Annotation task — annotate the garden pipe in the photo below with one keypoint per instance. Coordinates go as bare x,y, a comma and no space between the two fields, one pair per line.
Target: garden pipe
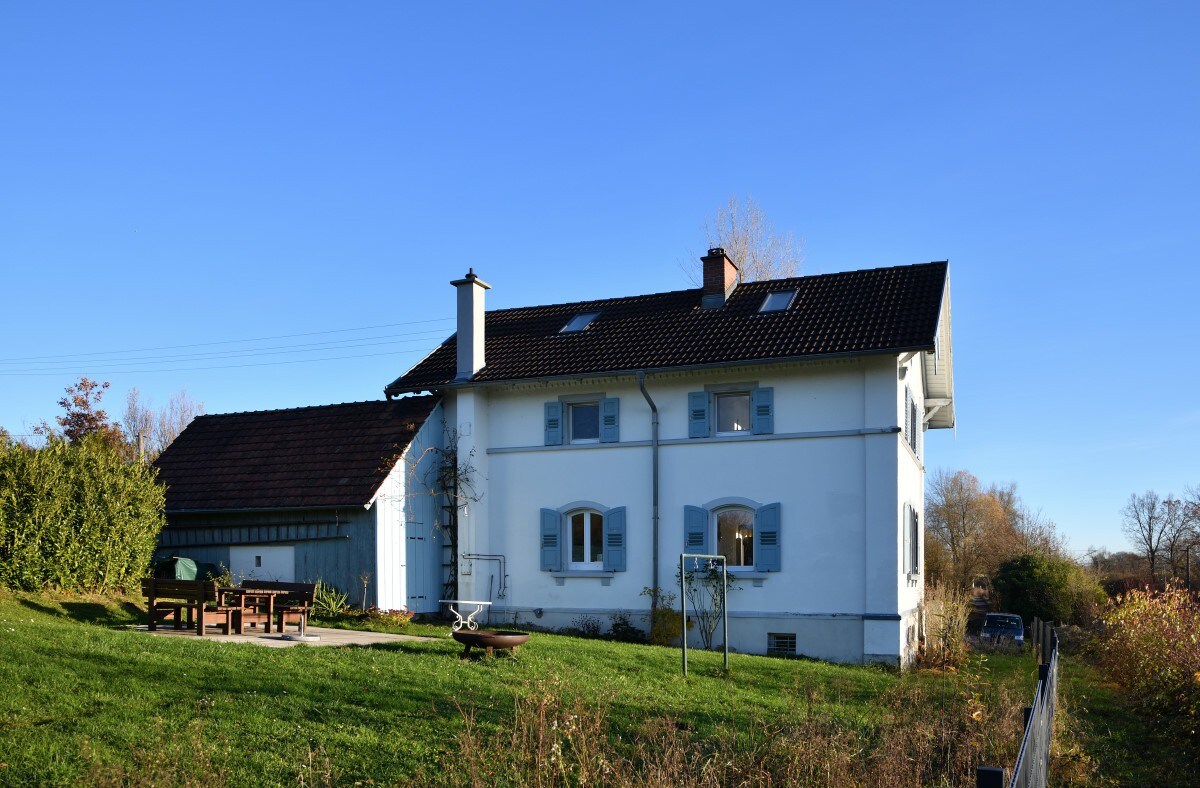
654,485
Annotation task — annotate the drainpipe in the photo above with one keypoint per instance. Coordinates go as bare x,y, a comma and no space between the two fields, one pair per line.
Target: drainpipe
654,475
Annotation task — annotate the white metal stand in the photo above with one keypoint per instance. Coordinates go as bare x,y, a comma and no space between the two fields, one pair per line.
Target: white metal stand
469,621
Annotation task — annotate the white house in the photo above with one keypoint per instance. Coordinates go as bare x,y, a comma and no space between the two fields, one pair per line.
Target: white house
779,423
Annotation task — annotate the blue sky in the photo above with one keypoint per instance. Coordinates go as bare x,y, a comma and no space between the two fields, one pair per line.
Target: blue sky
191,174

********************

TRY IT
Exclude the pictures and print the rest of the data exactly.

EXPECTED ANSWER
Annotation task — annotate the garden pipe in the photo below with one keypoint per instance. Coordinates go as bare x,y, a comma and no space between the two fields, one pair per line.
Target: garden pipe
654,485
Annotation task — annotate the drainpipe in the photo above with one keypoint per instance. Coordinates go as bare x,y, a comma and no space between the two fields, one pair per line.
Target: drainpipe
654,475
Annotation task — annotate the white metal stand in the photo above with one keypoint per instance. Coordinates go as bare x,y, a comma and no space between the two fields, one pair per line.
Target: white metal stand
469,621
Annotation task — annotate the white house in the photo above with one keypoint per instance. Coordinates go as bare x,y, a comma and no space between the two fields, one pair per line.
Target: white house
779,423
Annotation task — annotate the blue sky in the photo above with one keypoint per instance. Coordinates go as bare x,y, a comma and no space between the two fields, one pair per line.
Target: blue sky
191,174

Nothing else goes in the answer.